_EXERCISE DESCRIPTION_
Scan the material and copy out each line where the word "hair" occurs.

▬▬▬▬▬▬

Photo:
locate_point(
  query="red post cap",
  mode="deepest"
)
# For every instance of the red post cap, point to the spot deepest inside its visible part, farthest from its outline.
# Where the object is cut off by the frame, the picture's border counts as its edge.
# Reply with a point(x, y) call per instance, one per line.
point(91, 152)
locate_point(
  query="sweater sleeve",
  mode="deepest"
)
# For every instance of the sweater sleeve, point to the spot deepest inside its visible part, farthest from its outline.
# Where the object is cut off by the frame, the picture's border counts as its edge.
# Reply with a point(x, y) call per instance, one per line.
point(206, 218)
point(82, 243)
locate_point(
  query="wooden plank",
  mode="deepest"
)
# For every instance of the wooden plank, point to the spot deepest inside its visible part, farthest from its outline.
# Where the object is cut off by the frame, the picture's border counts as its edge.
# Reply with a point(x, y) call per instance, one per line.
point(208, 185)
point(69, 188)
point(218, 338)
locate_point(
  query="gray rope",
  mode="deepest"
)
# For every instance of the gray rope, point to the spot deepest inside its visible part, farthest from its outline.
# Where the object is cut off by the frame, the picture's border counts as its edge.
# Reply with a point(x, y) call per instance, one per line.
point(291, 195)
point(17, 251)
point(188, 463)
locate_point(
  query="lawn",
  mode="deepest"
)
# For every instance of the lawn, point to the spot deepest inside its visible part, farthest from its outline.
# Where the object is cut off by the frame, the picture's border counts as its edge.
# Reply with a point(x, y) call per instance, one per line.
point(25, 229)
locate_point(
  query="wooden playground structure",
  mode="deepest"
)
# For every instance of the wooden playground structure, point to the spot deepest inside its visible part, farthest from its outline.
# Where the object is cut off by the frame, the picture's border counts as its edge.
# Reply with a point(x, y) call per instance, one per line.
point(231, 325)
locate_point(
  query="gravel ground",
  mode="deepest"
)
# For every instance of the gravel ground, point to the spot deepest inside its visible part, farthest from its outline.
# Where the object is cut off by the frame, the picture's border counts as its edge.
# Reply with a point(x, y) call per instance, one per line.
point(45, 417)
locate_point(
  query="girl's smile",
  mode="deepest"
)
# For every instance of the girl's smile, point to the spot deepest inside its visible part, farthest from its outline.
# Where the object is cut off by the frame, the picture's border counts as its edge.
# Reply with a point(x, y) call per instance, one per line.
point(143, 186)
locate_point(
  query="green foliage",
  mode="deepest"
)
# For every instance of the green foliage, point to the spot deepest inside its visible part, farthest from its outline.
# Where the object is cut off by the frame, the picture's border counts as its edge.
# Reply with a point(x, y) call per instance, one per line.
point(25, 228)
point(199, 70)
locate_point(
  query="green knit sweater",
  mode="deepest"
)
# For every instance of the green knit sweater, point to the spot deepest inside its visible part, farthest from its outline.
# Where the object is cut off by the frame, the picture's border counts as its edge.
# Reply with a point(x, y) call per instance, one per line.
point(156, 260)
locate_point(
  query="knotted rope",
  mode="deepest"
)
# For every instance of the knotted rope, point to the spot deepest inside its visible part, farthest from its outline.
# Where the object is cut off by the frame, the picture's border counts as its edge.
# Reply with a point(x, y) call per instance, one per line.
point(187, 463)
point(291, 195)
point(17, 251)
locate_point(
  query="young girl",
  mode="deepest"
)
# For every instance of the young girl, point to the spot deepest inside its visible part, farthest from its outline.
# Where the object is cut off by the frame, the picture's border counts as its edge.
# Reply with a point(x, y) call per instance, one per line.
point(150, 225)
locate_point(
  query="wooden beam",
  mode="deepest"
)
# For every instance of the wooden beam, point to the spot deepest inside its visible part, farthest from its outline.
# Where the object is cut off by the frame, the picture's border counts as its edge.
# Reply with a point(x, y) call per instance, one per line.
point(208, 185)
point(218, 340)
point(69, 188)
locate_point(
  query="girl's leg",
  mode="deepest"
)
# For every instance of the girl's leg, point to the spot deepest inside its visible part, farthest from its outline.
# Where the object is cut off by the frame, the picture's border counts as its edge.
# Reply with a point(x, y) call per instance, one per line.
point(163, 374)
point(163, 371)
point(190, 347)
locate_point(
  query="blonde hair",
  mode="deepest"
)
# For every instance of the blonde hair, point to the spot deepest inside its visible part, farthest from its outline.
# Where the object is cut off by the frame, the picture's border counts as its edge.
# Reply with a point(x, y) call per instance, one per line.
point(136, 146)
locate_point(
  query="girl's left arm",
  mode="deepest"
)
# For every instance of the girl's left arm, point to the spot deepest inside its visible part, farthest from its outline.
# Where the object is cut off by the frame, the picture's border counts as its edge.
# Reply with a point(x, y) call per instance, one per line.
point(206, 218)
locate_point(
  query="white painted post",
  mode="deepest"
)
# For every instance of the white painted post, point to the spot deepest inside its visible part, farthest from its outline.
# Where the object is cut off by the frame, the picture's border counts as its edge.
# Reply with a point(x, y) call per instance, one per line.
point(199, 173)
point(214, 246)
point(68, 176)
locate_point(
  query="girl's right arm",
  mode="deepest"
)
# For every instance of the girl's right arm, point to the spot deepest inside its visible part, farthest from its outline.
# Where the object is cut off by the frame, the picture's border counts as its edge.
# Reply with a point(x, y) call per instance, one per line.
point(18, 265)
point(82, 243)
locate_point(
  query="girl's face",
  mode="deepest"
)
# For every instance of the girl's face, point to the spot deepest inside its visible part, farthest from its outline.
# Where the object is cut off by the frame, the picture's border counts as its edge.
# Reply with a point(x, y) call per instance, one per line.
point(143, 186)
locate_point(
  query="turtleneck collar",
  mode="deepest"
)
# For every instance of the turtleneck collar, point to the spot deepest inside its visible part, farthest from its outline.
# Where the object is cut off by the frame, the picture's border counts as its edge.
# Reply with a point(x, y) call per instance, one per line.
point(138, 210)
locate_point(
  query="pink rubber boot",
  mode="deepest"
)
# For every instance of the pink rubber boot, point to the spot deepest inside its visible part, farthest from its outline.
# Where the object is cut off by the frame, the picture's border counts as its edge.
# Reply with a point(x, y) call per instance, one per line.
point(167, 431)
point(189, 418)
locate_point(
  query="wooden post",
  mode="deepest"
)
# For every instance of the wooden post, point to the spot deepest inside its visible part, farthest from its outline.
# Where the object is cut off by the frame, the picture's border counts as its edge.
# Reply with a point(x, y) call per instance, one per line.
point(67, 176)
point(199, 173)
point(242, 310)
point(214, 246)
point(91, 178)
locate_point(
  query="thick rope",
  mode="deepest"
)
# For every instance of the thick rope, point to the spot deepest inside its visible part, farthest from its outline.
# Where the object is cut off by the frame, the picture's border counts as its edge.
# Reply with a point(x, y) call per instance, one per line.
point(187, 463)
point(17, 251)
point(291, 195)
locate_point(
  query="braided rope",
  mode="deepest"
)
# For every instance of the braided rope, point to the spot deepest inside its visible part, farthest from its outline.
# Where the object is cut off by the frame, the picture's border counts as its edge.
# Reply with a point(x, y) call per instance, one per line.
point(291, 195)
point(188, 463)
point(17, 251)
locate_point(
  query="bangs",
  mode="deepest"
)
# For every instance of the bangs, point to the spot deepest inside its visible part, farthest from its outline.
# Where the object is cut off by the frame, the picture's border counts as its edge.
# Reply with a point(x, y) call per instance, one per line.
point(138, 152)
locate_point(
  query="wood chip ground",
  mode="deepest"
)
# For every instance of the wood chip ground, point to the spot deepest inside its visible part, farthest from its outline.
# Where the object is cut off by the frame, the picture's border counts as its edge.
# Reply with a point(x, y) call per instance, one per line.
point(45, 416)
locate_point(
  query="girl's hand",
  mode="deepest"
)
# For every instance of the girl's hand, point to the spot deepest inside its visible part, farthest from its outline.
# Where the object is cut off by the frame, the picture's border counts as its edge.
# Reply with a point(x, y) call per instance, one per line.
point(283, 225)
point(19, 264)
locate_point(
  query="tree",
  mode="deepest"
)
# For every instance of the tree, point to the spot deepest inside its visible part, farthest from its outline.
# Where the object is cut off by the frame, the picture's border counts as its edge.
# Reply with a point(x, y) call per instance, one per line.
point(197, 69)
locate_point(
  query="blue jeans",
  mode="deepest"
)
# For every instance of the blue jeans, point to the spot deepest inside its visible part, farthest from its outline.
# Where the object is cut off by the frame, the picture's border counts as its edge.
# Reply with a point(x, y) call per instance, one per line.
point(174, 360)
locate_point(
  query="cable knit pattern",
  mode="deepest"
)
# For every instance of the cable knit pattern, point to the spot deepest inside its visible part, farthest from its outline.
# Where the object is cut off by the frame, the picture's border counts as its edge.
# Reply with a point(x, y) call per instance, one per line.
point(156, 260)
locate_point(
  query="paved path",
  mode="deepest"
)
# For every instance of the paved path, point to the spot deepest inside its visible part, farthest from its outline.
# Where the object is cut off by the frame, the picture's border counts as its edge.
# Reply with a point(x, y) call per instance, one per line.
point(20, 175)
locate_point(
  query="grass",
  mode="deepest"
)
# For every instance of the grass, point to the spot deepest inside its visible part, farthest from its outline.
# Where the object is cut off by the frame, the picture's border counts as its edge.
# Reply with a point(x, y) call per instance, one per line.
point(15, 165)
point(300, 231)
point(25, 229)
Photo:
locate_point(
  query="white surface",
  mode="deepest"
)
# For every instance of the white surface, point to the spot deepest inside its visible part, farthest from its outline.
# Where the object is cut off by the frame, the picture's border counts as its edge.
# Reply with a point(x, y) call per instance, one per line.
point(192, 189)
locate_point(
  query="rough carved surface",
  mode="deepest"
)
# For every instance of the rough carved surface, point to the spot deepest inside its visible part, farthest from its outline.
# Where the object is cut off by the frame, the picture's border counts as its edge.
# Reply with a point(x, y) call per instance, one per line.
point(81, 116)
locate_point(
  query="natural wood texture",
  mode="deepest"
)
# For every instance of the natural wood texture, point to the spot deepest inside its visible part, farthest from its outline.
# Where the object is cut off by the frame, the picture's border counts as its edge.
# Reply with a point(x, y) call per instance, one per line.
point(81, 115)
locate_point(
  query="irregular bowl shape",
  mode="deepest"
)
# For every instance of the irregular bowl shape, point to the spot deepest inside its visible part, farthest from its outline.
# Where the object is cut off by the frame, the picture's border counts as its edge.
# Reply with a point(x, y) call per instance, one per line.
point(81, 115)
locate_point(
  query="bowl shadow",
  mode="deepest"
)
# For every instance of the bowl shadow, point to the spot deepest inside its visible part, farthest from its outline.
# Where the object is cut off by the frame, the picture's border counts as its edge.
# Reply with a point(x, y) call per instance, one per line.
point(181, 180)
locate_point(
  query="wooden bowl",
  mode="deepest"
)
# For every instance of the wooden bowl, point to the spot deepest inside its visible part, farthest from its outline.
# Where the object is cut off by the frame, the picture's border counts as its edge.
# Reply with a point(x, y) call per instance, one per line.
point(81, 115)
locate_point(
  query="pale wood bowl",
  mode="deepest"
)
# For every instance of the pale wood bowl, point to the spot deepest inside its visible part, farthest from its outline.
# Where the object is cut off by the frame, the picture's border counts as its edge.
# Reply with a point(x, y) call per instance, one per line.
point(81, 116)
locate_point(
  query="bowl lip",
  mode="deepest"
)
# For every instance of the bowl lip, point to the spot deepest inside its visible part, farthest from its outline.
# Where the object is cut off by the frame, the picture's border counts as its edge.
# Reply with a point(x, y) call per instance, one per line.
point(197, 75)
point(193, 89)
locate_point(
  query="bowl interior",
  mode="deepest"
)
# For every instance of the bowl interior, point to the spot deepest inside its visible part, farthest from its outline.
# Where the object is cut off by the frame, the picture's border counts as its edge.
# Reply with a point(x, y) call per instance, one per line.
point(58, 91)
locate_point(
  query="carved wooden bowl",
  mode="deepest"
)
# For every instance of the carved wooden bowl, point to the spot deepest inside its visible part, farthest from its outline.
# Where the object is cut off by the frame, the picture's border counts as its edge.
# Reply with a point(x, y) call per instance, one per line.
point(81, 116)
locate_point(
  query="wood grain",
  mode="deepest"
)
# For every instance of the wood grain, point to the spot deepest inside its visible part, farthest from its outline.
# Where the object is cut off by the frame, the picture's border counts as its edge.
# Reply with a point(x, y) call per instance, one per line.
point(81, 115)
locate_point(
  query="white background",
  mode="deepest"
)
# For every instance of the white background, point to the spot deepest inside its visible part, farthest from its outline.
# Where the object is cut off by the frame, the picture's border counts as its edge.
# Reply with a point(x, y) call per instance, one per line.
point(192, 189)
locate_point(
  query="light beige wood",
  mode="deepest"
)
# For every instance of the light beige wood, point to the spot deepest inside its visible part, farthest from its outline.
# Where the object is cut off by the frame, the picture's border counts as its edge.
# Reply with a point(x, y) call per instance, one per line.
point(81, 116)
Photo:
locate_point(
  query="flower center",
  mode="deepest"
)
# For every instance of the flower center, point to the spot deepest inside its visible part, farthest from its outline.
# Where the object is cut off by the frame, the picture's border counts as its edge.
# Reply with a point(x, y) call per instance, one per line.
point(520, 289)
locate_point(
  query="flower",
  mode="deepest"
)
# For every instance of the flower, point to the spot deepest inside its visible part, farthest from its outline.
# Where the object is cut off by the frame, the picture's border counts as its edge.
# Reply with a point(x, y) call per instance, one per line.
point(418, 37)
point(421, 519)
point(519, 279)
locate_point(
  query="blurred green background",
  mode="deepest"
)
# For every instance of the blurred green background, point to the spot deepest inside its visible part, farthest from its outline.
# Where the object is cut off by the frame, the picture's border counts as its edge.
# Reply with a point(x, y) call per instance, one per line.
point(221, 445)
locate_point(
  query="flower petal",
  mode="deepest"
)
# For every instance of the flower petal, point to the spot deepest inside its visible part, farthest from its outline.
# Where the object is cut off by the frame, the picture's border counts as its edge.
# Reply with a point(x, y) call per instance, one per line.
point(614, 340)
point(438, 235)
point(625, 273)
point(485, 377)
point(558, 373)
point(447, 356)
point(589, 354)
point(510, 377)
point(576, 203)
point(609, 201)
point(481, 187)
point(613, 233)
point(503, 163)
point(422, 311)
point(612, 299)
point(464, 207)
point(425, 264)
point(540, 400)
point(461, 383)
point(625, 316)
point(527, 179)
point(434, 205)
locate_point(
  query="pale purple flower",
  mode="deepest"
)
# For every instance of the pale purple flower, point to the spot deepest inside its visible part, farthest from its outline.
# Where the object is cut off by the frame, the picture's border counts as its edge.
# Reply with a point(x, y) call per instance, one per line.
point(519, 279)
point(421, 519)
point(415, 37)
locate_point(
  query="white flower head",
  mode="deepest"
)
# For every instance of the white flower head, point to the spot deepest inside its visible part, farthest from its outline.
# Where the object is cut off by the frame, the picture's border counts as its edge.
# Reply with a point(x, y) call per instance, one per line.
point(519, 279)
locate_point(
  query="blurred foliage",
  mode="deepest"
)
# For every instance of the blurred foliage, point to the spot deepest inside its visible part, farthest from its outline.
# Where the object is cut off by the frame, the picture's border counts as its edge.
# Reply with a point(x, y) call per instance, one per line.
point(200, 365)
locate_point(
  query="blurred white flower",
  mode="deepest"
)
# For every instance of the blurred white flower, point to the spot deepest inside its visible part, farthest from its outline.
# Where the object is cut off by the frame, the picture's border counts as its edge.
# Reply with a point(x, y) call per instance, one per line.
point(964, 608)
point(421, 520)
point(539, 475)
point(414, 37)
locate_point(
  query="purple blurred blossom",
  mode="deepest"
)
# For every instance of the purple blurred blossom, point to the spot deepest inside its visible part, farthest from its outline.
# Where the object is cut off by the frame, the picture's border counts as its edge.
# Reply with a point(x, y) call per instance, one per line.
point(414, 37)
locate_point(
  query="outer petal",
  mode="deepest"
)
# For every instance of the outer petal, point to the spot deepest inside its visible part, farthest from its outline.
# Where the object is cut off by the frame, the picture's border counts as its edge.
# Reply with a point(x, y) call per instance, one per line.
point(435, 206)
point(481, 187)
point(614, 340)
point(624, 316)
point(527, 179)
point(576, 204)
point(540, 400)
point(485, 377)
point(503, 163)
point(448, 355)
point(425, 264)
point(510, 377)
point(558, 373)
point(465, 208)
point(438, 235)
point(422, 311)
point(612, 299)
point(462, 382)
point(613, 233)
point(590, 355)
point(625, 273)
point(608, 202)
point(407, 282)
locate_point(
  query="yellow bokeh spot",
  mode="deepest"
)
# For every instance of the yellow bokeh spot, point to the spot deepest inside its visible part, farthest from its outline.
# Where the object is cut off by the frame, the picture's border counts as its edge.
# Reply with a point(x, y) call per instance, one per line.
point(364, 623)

▬▬▬▬▬▬

_RESPONSE TO THIS EXERCISE_
  query="blonde hair",
# For every instance of the blonde hair, point to the spot deepest inside its visible part, farthest from its outline.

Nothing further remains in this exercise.